# Can you solve this triangle?

Tags:
1. Dec 7, 2017

### Tonyb24

1. The problem statement, all variables and given/known data
Completely solve this triangle. No calculators please.
A=?
B=Pi/3
C=?
a=(1+sqrt(3))
b=?
c=2
2. Relevant equations
Cosine law: b^2=a^2c^2-2ac(cos(B))
Sine law: Sin(A)/a=Sin(B)/b
3. The attempt at a solution
b^2=-6
You can plug in 1/2 in (cos(B)) right away.
Other attemps, dont ask what I did but I ended up finding A=pi/3 and that makes no sense.

Last edited: Dec 7, 2017
2. Dec 7, 2017

### Staff: Mentor

Welcome to the PF.

Can you show the figure with the triangle? You can Upload a PDF or JPEG file with the button in the lower right...

Is it like this?

https://www.calculatorsoup.com/images/triangletheorems/triangle-base.gif

3. Dec 7, 2017

4. Dec 7, 2017

### Staff: Mentor

Obviously, this isn't right. Please show your work leading up to this value. I suspect that you made a mistake in squaring $1 + \sqrt 3$

5. Dec 7, 2017

### Tonyb24

I squared 1+sqrt(3) as (1+sqrt(3))^2=(1+2sqrt(3)+3) =4+2sqrt(3)
For context, this was on my test. Was wondering if someone could solve this from scratch.
So
plugging everything in

b^2= (4+2sqrt(3))+4-(2(1+sqrt(3))(2)Cos(pi/3)
add 4+4+2sqrt(3)=8+2sqrt(3), and finish the"-2acCos(pi/3)" part
b^2=(8+2sqrt(3))-(2+2sqrt(3)(2)(1/2)
(2)(1/2)=1 so cancel that. simplify..
b^2=6
b=sqrt(6)

Lol ok. I messed up my negatives. This is one of many different forms of answers I got. I also tried factoring the hole thing in many different ways during the test and pluging it into the Sine law, but it was very hard to arcsin these. I do not know how to do arcsin(a+b) It was not in any lecture. And then for angle C starting to stack arcsines was starting to seem a bit ridiculous for some reason.

Now, how to find A without a calculator?
::::::::::
__WORK TO COMPLETE__:
a: Quote the forum thread about solving the triangle word for word, starting with "I squared 1+sqrt(3)" and going on through "b^2= (4+2sqrt(3))+4-(2(1+sqrt(3))(2)Cos(pi/3)".
b: Pick up the forum thread about solving the triangle right after its final line and keep it going.
::::::::::
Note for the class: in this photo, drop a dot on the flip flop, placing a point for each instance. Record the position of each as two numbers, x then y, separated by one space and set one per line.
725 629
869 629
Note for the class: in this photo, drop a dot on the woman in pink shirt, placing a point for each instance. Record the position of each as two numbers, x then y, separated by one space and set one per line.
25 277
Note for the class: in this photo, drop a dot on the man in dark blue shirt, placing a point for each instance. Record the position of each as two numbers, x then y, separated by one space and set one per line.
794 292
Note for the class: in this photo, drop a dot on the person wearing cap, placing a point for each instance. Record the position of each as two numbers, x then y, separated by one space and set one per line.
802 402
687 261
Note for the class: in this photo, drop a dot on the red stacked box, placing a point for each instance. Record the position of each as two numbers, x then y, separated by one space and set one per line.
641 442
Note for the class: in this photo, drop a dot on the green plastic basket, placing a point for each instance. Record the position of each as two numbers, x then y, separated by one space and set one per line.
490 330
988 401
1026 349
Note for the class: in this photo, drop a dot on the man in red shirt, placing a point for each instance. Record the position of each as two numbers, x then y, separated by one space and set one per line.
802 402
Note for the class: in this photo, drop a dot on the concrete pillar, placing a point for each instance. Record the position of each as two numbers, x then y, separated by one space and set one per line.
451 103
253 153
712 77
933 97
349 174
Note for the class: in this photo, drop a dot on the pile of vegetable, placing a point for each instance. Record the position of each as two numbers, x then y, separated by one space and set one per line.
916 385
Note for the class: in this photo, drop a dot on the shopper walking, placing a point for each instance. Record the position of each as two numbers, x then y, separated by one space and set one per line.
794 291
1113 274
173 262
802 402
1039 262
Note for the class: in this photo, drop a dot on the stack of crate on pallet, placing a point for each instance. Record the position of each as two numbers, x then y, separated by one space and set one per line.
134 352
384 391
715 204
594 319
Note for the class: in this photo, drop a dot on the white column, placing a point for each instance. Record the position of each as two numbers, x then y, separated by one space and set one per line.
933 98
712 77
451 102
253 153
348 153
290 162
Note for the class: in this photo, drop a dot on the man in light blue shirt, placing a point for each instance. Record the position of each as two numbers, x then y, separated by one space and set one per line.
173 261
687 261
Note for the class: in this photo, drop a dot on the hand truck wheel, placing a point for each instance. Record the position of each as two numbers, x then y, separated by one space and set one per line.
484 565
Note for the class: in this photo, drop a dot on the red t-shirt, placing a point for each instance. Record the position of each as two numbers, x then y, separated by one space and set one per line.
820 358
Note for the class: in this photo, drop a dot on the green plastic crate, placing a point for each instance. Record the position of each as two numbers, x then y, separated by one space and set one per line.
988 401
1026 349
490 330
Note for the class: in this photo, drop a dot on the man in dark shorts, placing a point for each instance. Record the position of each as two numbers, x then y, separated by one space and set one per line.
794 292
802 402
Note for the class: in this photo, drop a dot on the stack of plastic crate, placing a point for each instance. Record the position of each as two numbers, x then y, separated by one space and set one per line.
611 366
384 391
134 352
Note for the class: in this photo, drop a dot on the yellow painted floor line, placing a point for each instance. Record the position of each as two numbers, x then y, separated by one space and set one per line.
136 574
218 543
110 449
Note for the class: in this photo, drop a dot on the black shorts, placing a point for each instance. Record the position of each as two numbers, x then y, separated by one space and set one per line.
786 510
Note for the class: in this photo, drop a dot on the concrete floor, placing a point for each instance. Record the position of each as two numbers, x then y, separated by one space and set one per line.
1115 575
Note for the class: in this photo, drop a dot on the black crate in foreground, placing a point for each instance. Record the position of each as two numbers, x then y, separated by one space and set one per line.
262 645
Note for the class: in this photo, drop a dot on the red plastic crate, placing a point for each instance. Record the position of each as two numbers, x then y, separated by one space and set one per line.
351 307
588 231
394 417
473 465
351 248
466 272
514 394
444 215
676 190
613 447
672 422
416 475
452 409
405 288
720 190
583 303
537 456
::::::::::
__EXPECTED RESPONSES__:
a:
I squared 1+sqrt(3) as (1+sqrt(3))^2=(1+2sqrt(3)+3) =4+2sqrt(3)
For context, this was on my test. Was wondering if someone could solve this from scratch.
So
plugging everything in

b^2= (4+2sqrt(3))+4-(2(1+sqrt(3))(2)Cos(pi/3)

b:
Sin(A)/a=Sin(B)/b

Sin(A)/(1+sqrt(3))=Sin(pi/3)/b
Sin(A)=(1+sqrt(3))((sqrt(3)/2))/sqrt(6))
Sin(A)=(1+sqrt(3))(sqrt(3)/2sqrt(6))
Sin(A)=(1+sqrt(3))(1/2sqrt(2))

So I know 1/sqrt(2)=Sqrt(2)/2 .Anyways, this is what I was thinking on the test and was like dammit...

Sin(A)=((1/2sqrt(2))+(sqrt(3)/2sqrt(2))
Sin(A)= (1+sqrt(3))/2sqrt(2)

So how do I arcsine[(1+sqrt(3))/2sqrt(2)] on paper without a calculator? Maybe try to move things around?
arcsin[1/2sqrt(2)+1/2sqrt(3/2)] errm??? What? Can I even simplify this way?

Last edited: Dec 7, 2017
6. Dec 7, 2017

### Merlin3189

I thought the clue was in the "don't use a calculator" bit. The calculations must be easy, or maybe you don't need calculations.

You said yourself,
So, how did you know that?
Do you know any other angles with easy trig ratios? And how do you know them?

Last edited: Dec 7, 2017
7. Dec 7, 2017

### Staff: Mentor

I would use sides b and c, rather than sides a and c.
I think that the "don't use a calculalator" means to give the exact values for the angles, rather than the approximations that you get with a calculator. Unless I've made a mistake, C will be the arcsin of a number that involves $\sqrt 6$.

8. Dec 7, 2017

### Tonyb24

I know pi pi/2 pi/3 pi/4 and pi/6. I can do some fractions like 7pi/12 using ex.: sin(pi/4+pi/3)=sin(7pi/12)=Sin(pi/4)Cos(pi/3)+Sin(pi/3)Cos(pi/4)
The dont use a calculator bit means exact answers as Mark said.

9. Dec 7, 2017

### Merlin3189

So how do you remember sin(π/3) or cos(π/4) say?
Perhaps you just know them off by heart. In that case how did you find out their exact values, that calculators and tables don't give you?

10. Dec 31, 2017

### jimkris69

An easy thing to do is drop a vertical line from the apex of angle C to the base, c. Now you will have two right triangles facing each other with a common side and you can use simple trig to get the lengths of the various sides. From those lengths , figure out what the angles must be.

11. Dec 31, 2017

### LCKurtz

You have $b$ correct. It's easy to get C using the law of sines with B (have no fear about the $b=\sqrt 6$). Then once you know two angles...